> _EXERCISE DIRECTIONS_
In the profile of Judge Brown, which Indiana law did he draft while serving as counsel to the Democratic caucus of the Indiana House of Representatives?

After Judge Brown retired from the bench, he served as a senior judge and certified mediator throughout southern Indiana and joined the Seymour law firm of Montgomery Elsner & Pardieck, where he successfully mediated more than 500 cases.

Judge Brown had been president of the Indiana Judges Association, a member of the Indiana Supreme Court Rules Committee, and a hearing officer of the Indiana Supreme Court Disciplinary Commission. He also served as counsel to the Democratic caucus of the Indiana House of Representatives, where he drafted Indiana’s Horizontal Property Regime (Condominium) law. Judge Brown was the founder of the Jackson County Juvenile Group Home, which since 1979 has provided an alternative to jail or institutionalization for juvenile offenders.

Judge Brown was born in Whiteland and graduated from Franklin College, where he was the president of Sigma Alpha Epsilon. He was a U.S. Army veteran and earned his law degree in 1963 from Indiana University School of Law – Indianapolis.

He formed the Seymour firm of Whitcomb & Brown with Edgar D. Whitcomb, who later became secretary of state, then governor, of Indiana.

In 1965, he was appointed by Gov. Roger Branigin to serve as prosecutor of Jackson County and was elected to that post in 1966, where he served until his election as Circuit judge of Jackson County.

> _RECORDS_
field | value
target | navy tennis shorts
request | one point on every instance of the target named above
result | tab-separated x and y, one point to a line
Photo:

==

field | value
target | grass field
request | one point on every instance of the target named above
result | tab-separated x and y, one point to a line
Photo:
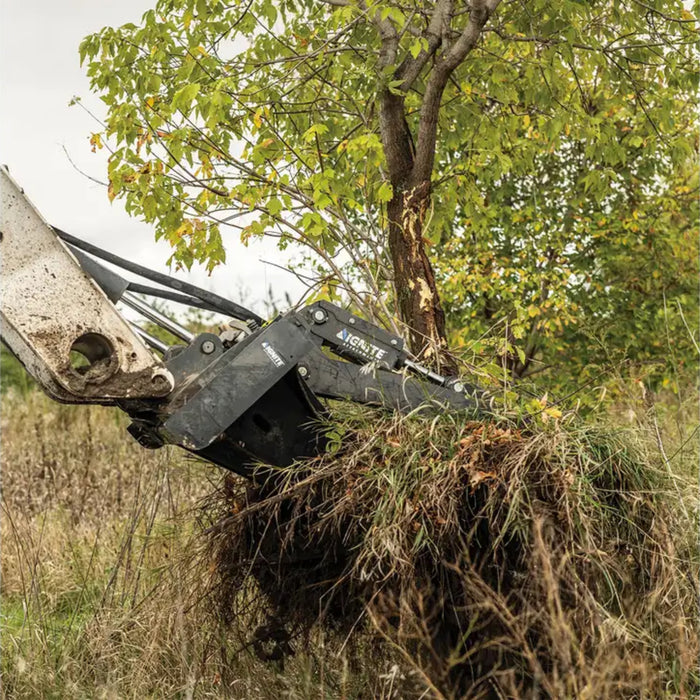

> _EXERCISE OUTPUT_
Indiana's Horizontal Property Regime (Condominium) law.